WHAT TO DO: Rewrite the listing below with "layout" changed to "format" and every other character kept the same. Leave the pictures out of your version.

WORKING DATA:
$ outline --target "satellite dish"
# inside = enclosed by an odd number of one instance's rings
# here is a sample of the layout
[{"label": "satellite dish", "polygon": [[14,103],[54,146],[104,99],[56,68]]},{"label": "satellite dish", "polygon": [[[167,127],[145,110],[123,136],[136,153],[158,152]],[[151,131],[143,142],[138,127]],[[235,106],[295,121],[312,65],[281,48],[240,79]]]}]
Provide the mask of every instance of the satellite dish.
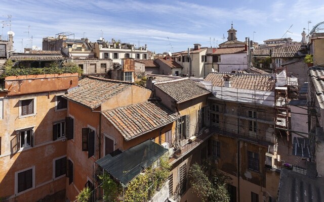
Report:
[{"label": "satellite dish", "polygon": [[12,31],[9,31],[7,32],[7,33],[8,34],[8,35],[12,35],[12,36],[15,36],[15,32]]}]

FINAL RESULT:
$ outline --target "satellite dish"
# inside = enclosed by an odd number of one instance's rings
# here is a sample of the format
[{"label": "satellite dish", "polygon": [[14,103],[54,146],[104,99],[56,68]]},{"label": "satellite dish", "polygon": [[[167,127],[145,110],[123,136],[136,153],[158,152]],[[151,131],[143,142],[138,127]],[[235,106],[295,121],[312,65],[281,48],[240,79]]]}]
Provide the mask of every instance of the satellite dish.
Report:
[{"label": "satellite dish", "polygon": [[12,31],[9,31],[7,32],[7,33],[8,34],[8,35],[12,35],[12,36],[15,36],[15,32]]}]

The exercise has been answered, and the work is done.